Source excerpt:
%%

What are the rules for modular arithmetic in C?

Theo Chronic picture Theo Chronic · Jul 4, 2013 · Viewed 10k times · Source

In earlier classes, I was taught that n % d = r and to think about it as n = d*q + r, where d is the divisor, q is the quotient, and r is the remainder (noting that the remainder can never be negative).

So for instance, -111 mod 11 is 10, because -111 = -11*-11 + 10 (as opposed to -111 = -11*10 -1, seeing as how that would give us a negative remainder).

However, when printing the results of -111 % 11, -1 is the result and not 10. Why? Isn't this technically wrong?

Answer

Yu Hao picture Yu Hao · Jul 4, 2013

Short Answer:

The standard guarantee that (a/b)*b + a%b is equal to a.

In C99, the result of division / will truncated toward zero. The result of % operator will be certain, in this case, -1.

In C89, the result of division / can be truncated either way for negative operands. So the result of % operator is machine-dependent as well.

Long Answer:

From C99 6.5.5

5 The result of the / operator is the quotient from the division of the first operand by the second; the result of the % operator is the remainder. In both operations, if the value of the second operand is zero, the behavior is undefined.

6 When integers are divided, the result of the / operator is the algebraic quotient with any fractional part discarded. If the quotient a/b is representable, the expression (a/b)*b + a%b shall equal a; otherwise, the behavior of both a/b and a%b is undefined.

And the footnote on the same page to explain how / works, it says:

This is often called ‘‘truncation toward zero’’.

According to this rule, -111 / 11 can only be -10, not 1. Since (a/b)*b + a%b must be equal to a, we have -111 % 11 is -1.

However, K&R Chapter 2.5 gives a different answer:

The direction of truncation for / and the sign of the result for % are machine-dependent for negative operands, as is the action taken on overflow or underflow.

According to this, either -1 or 10 can be a legal result.

%%

Information shown:

%%

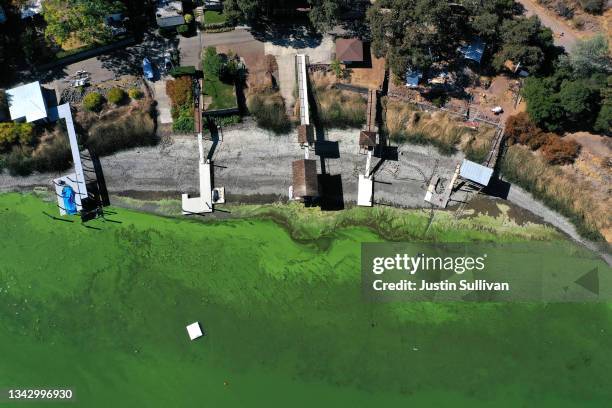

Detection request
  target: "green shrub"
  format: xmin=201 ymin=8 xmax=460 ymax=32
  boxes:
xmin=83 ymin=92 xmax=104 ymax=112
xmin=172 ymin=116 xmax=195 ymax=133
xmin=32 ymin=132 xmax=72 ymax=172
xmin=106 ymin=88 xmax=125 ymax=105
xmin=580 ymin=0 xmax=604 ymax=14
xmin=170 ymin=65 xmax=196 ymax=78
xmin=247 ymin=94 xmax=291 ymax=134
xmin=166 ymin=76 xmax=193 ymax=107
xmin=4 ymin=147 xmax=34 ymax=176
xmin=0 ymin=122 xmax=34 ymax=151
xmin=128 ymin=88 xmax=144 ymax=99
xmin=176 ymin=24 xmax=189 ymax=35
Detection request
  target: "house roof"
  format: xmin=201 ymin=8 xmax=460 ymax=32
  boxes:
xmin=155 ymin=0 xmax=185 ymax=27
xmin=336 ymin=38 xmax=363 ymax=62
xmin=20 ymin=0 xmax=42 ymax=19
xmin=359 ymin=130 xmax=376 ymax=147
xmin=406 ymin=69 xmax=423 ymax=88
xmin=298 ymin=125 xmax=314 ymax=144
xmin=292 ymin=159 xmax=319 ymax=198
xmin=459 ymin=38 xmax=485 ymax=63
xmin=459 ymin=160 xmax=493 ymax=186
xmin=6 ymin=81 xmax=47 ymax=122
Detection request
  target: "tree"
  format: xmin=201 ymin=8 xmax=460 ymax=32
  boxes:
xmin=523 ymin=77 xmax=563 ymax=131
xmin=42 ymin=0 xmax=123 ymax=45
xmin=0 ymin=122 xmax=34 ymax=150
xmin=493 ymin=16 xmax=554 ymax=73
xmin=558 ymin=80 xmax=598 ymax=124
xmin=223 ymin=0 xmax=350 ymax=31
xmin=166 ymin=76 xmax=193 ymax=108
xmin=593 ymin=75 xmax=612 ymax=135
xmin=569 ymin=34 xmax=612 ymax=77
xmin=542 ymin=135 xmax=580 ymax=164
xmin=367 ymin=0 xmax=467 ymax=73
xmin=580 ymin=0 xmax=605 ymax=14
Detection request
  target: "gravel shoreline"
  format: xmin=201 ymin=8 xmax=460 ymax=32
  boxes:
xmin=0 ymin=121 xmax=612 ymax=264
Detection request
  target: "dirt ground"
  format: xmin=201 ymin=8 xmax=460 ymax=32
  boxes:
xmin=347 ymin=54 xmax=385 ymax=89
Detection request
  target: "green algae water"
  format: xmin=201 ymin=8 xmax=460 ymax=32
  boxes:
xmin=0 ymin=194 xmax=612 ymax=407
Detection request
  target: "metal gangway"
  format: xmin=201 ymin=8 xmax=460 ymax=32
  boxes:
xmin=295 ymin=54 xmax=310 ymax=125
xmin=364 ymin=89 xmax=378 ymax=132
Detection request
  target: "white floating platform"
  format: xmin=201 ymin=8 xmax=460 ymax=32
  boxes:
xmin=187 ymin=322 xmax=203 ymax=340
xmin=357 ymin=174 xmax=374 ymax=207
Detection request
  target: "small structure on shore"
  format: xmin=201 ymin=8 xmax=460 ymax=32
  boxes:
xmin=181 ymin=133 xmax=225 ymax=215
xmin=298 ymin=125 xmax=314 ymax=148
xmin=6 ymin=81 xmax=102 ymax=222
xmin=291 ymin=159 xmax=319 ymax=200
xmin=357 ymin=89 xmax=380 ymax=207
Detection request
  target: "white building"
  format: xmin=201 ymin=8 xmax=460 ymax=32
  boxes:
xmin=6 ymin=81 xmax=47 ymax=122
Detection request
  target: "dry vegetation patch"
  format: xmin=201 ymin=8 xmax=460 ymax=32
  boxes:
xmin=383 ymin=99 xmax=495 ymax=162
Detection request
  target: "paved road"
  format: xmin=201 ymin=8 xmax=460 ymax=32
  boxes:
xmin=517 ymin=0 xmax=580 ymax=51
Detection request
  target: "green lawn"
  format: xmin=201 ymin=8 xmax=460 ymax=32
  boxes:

%%

Problems to work on:
a - In the thread on modular arithmetic in C, which value does the answer say -111 / 11 can only be under C99's truncation rule?
b - Write the next part of the thread on modular arithmetic in C, starting right after its final sentence.

Answers given:
a - -10

b -
The reason is in C89 3.3.5:

When integers are divided and the division is inexact, if both operands are positive the result of the / operator is the largest integer less than the algebraic quotient and the result of the % operator is positive. If either operand is negative, whether the result of the / operator is the largest integer less than the algebraic quotient or the smallest integer greater than the algebraic quotient is implementation-defined, as is the sign of the result of the % operator. If the quotient a/b is representable, the expression (a/b)*b + a%b shall equal a .

It turns out to be a change from C89 to C99.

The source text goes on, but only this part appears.